Set problem
Repeat the listing word for word. No pictures belong in the copy.

Provided information
※
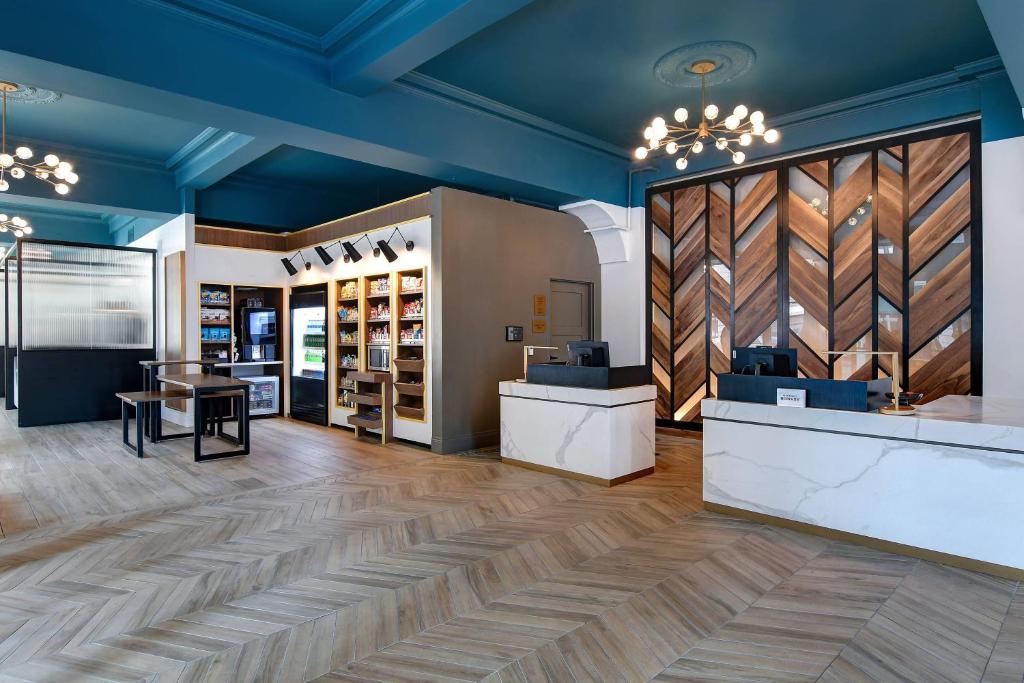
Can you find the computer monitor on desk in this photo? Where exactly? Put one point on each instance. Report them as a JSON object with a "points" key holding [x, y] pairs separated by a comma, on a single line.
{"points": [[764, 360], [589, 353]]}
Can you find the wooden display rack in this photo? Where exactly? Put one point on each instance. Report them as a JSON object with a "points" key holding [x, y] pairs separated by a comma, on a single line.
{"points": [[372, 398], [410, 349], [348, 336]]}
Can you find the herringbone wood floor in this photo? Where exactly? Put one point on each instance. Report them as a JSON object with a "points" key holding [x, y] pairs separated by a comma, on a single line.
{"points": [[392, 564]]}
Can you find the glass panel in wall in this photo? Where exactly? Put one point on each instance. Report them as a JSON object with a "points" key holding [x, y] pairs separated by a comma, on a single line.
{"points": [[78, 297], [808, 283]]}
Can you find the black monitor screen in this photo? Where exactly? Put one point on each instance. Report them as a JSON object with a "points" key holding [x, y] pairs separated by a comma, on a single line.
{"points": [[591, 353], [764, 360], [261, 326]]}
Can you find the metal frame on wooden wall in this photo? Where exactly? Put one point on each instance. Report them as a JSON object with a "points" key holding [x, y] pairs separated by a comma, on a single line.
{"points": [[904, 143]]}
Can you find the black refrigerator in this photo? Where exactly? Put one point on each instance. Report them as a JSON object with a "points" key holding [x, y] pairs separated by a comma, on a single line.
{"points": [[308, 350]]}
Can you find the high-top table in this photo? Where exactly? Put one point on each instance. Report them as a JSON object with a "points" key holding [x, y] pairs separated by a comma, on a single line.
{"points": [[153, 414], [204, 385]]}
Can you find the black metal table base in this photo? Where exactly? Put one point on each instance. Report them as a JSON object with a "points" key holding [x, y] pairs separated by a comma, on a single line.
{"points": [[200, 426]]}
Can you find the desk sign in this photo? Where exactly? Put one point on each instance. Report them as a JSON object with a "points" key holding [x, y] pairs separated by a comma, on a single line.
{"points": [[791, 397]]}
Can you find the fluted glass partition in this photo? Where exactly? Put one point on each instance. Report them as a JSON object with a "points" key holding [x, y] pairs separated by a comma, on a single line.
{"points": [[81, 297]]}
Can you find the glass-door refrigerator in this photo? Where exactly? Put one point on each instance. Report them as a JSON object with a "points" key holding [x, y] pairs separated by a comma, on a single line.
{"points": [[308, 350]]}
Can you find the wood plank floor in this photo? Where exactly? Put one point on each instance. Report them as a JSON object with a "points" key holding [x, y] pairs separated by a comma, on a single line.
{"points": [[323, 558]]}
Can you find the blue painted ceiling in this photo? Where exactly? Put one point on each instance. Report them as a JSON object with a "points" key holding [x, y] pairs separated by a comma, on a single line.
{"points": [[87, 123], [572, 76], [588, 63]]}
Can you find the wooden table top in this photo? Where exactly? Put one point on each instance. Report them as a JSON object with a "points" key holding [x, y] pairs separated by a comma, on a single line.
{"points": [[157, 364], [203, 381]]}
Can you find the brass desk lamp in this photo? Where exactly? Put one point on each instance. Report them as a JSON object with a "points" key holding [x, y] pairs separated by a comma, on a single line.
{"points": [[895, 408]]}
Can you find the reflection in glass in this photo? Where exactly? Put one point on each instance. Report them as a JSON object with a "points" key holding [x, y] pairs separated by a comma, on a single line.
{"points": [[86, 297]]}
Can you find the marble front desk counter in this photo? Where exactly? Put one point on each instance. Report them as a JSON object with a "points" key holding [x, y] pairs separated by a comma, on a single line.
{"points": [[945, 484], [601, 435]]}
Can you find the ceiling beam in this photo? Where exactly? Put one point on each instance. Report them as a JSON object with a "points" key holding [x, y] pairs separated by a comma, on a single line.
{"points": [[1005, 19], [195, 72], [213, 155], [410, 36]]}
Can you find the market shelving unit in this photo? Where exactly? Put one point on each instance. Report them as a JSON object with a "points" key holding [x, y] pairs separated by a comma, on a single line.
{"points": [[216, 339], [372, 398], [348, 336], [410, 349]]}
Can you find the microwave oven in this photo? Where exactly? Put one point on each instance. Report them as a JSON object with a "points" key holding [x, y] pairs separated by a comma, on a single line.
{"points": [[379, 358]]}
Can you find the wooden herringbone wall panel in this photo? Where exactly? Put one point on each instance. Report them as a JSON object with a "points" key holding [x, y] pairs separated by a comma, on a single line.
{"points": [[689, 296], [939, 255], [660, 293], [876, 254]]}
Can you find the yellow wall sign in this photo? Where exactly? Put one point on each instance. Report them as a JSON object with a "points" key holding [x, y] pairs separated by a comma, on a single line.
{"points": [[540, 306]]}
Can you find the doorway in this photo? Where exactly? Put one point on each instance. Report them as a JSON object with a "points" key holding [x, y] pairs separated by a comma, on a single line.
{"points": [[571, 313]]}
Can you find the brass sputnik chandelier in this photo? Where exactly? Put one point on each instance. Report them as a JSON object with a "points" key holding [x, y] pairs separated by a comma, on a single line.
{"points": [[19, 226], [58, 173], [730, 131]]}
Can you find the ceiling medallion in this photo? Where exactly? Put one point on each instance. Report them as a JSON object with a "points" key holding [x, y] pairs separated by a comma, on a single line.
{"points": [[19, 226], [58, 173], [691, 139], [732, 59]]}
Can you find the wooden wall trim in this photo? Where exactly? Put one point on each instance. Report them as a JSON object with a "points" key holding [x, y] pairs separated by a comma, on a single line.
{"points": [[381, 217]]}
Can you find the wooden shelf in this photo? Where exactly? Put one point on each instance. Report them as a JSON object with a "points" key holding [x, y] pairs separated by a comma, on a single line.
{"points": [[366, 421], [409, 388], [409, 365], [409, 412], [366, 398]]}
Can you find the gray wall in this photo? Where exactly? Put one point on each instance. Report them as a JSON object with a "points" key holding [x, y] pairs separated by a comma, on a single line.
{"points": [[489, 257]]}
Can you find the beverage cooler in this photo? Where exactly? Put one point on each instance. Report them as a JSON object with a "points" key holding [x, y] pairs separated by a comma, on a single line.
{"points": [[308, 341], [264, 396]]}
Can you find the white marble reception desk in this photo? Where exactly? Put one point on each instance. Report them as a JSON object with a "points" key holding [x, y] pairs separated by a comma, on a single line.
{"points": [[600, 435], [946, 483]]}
※
Answer to the exercise
Can you find the computer monitor on desk in this photo? Where exactly? Put one point on each instance. Report them as a JSON object with a "points" key holding [x, y] pairs separated by a comma, on a single line.
{"points": [[764, 360], [589, 353]]}
Can you find the wooden display rack in this photo? Where exactly? Put one point on each instance. Report them as a JSON object with a "points" key holding [x, y] pairs separated by a comma, on a single line.
{"points": [[372, 398], [410, 349], [348, 336]]}
Can you find the herringbone wood floor in this photo? Where exactly? Put one point on each instance. Report them as a JSON object with a "points" key holding [x, y] pairs separated by a comma, on a single line.
{"points": [[392, 564]]}
Can you find the glass panel in wall in this photo? Where exactly? Put one point on each instance. Report them as a JSON object with a "points" key holding [x, y] pairs separated by a comma, on a single line.
{"points": [[78, 297], [808, 283]]}
Can you find the black monitor screen in this photo? Where exactly? Put one point on each instance. Report them as a JSON object with a "points" key holding [x, y] pairs separated by a comma, on a single line.
{"points": [[591, 353], [764, 360], [261, 326]]}
Can you find the metal frame on wooden wall in this photo? Where exactly? Put one point on each instance. Report them as a JSON object with a "points" key holding [x, y] pairs separated by a comma, on a single line.
{"points": [[904, 143]]}
Can you find the black refrigerator in this photo? Where exactly? Put one point on each instance. Report them as a JSON object with a "points" key holding [x, y] pairs separated by a comma, on a single line.
{"points": [[308, 350]]}
Can you find the high-top table in this photo? Where exactly? Put one point on each instance. Report them as a JSON object with a "points" key holding [x, y] pairs separated by a comma, on a single line.
{"points": [[153, 414], [204, 385]]}
Can you find the black metal table base in this photo? Where exactly? Put one point on each instance. Report them as a JSON object with a "points" key holding [x, y] pairs separated by a comma, on a single line.
{"points": [[200, 426]]}
Can you find the desk sign in this photo? Where exactly? Put one point on each instance. Report them as a JSON object with a "points" key holding [x, y] pairs separated by a comma, on a single line.
{"points": [[791, 397]]}
Can you find the fluted glass partition in this photo? Where exactly? Put one point on each instance. Report them as a JSON object with a "points" key holding [x, y] pairs separated by a comma, on a single line.
{"points": [[81, 297]]}
Can you find the glass-door refrigerator in this photo? Where exactly? Put one point on each instance. Report them as a JSON object with a "points" key holding [x, y] pairs separated by a comma, on a single line.
{"points": [[308, 350]]}
Can you find the wood plank floor in this photo? Where exactly? Put one point on each instance. Report them as a JSON object with a "points" key holding [x, y] pairs separated by a comma, on a single line.
{"points": [[323, 558]]}
Can you find the blue painted ceiling in this photo? Where exactly? Put one point on each instance. Report them as a JSON object with a "points" key holding [x, y] pairs separated by a comma, on a single line.
{"points": [[87, 123], [572, 76], [588, 63]]}
Can you find the wooden table top in this photo? Where exactly? Put one point on each instance. Report them as a JSON object with a "points" key holding [x, y] pairs separated by a comma, on a single line.
{"points": [[157, 364], [203, 381]]}
Can you find the brass desk lamp in this photo? Where exactly? Put one point on each instance. Report them as a JSON object with a "points" key holding [x, y] pairs separated by a comma, on a single line.
{"points": [[895, 408]]}
Can you find the reflection in glass in this photo? Where exactly? Put one point on each instance. Report them as a JSON object with a "points" key holding [x, y] pairs separated by a comma, on a single line.
{"points": [[86, 297]]}
Can you find the marble front desk counter in this photo? Where exactly? Put one point on each instance. Report them as a JSON object with a "points" key holding [x, y] pairs separated by a comma, on a single line.
{"points": [[945, 484], [601, 435]]}
Can you find the ceiling beam in this photo? Where exactly? Put one point on each instance. Report them as a JSON object with a "points" key holding [x, y] pairs separated by a comma, on a single line.
{"points": [[1005, 19], [195, 72], [213, 155], [410, 36]]}
Can you find the market shelving unit in this photo? Where exactly? Put one point on each instance. Report them as a JSON object with a "points" key holding [x, y] pairs separated by a comma, on a single line.
{"points": [[216, 339], [372, 398], [348, 336], [410, 349]]}
Can you find the microwave oven in this photo? Where exactly? Put one point on each instance. Report them as a JSON object with a "points" key holding [x, y] pairs separated by a comma, on a single line.
{"points": [[379, 358]]}
Can you find the wooden herringbone wall panel in this photo? Where exactly? Put one point on each instance. Report them as a JSON object with a "points" key holding [x, y] pairs separated by a comma, on a single line.
{"points": [[689, 296], [939, 255], [660, 293], [876, 254]]}
Can you find the yellow wall sign in this photo? Where exactly? Put one point on each instance. Report them as a JSON object with a "points" key holding [x, y] pairs separated by a comma, on a single line.
{"points": [[540, 306]]}
Can you find the doorway in this photo? Where exactly? Put one point on each instance. Report them as a JSON object with a "points" key holding [x, y] pairs separated by a comma, on a single line.
{"points": [[571, 313]]}
Can you find the brass sputnik chandelier in this photo? Where exactly? Put one point on each instance. Report them as a JSON object with a "points" key holding [x, y] pairs separated by a comma, on a single line.
{"points": [[19, 226], [58, 173], [730, 131]]}
Can you find the ceiling medallion in this photo? Where exactly? Put one point on each instance. Report them as a JSON object with a "points" key holding [x, y] pairs separated by a comma, on a single line.
{"points": [[19, 226], [58, 173], [691, 139], [732, 59]]}
Can you find the wooden wall trim in this photo? Where exactly? Put one point on each instance. Report them as a JSON object with a "points" key holding [x, y] pairs separated by a comma, on a single line.
{"points": [[381, 217]]}
Can you find the wooden shelf in this photo? Where exactly? Put one point on each instance. Report them as a JSON object with a "points" key holding [x, y] pairs separated by a comma, on a single line.
{"points": [[366, 421], [409, 388], [409, 365], [409, 412], [366, 398]]}
Can you find the gray wall in this photo? Where exactly? Put one point on each instance. Report them as a JSON object with a "points" key holding [x, y] pairs separated by a comma, on a single line.
{"points": [[489, 257]]}
Can you find the beverage cooler in this photo? Where exactly? Put one point on each instance. Report them as a JSON object with a "points" key holding [x, y] pairs separated by a comma, on a single line.
{"points": [[308, 341], [264, 396]]}
Can you find the white marble reception desk in this photo? Where exactly? Put one point on each instance. Report them as a JSON object with a "points" key holding [x, y] pairs separated by a comma, on a single line.
{"points": [[600, 435], [946, 483]]}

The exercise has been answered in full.